## Text:

START

The Violin Channel member Susan Wei, from the United States was keen to know: ‘Do you encourage your students to study at music festivals over the summer?'
We threw Susan's question over to Colburn School of Music Violin Professor and Co-Director of String Chamber Music, Mr Martin Beaver:
"Yes, I certainly do! Summer music festivals offer invaluable opportunities for students to grow musically, instrumentally and personally, to take part in great artistic experiences and to meet their peers and form relationships.
There are several different kinds of music festivals to appeal to students at various stages in their development. These include festivals devoted to orchestral training, chamber music study, instrumental study, or offering a combination of these disciplines.
Whether a festival lasts for two or eight weeks, the benefit of an intensive experience is considerable. The opportunity for in-depth and concentrated study, whether in orchestral, chamber music or solo settings, offers a completely different experience than what may be possible during the school year (due to the demands of a complete curriculum).
For example, it would be a challenge for a string quartet to rehearse for several hours every day, receive daily coachings and give weekly or bi-weekly performances during a typical school year given the demands on each student’s time for practice, lessons, rehearsals, orchestra, academics and, of course, more practice! Yet, at several summer chamber music festivals where I have taught, this kind of schedule is maintained, often leading to astonishing artistic growth.

END

## Provided data:
START

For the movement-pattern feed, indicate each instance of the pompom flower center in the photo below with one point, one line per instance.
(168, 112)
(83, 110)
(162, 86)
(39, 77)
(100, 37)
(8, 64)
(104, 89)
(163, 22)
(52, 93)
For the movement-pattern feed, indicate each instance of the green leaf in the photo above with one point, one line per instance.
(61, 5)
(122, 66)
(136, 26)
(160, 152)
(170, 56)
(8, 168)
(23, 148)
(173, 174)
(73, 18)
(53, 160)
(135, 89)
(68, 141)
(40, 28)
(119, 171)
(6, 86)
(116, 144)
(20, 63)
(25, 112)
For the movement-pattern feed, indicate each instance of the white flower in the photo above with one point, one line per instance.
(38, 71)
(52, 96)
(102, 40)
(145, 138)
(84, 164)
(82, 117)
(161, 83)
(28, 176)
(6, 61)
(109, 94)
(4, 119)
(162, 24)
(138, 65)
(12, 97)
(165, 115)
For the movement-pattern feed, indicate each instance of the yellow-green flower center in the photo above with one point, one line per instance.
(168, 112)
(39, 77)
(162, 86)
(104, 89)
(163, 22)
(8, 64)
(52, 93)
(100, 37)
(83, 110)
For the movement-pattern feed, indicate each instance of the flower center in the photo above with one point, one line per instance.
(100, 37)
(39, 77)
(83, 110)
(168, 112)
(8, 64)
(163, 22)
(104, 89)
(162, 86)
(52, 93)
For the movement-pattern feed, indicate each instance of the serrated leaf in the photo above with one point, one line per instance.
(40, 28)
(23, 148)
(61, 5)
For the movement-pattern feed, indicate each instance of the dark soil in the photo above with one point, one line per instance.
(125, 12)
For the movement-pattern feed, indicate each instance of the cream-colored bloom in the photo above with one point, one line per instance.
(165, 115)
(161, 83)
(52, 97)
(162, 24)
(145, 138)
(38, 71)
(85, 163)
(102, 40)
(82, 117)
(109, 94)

END

## Tasks to complete:
1 > From the passage on summer music festivals, list the demands on each student's time during a typical school year.
2 > Pick up the passage on summer music festivals after its final sentence and carry it on.

## Answers given:
1 > practice, lessons, rehearsals, orchestra, academics

2 >
I believe the same to be true of festivals that offer a high concentration in orchestral training. The chance to prepare an orchestral program in-depth and perform at a high level is of immeasurable value.
Also, one should not overlook the social aspect of summer festivals. They are a great chance for young musicians to meet and hear one another and to form friendships and artistic relationships. Many successful groups and partnerships have grown out of summer festival encounters.
I hope this helps to shed light on some of the benefits of summer festivals and why I enthusiastically encourage my students to attend them!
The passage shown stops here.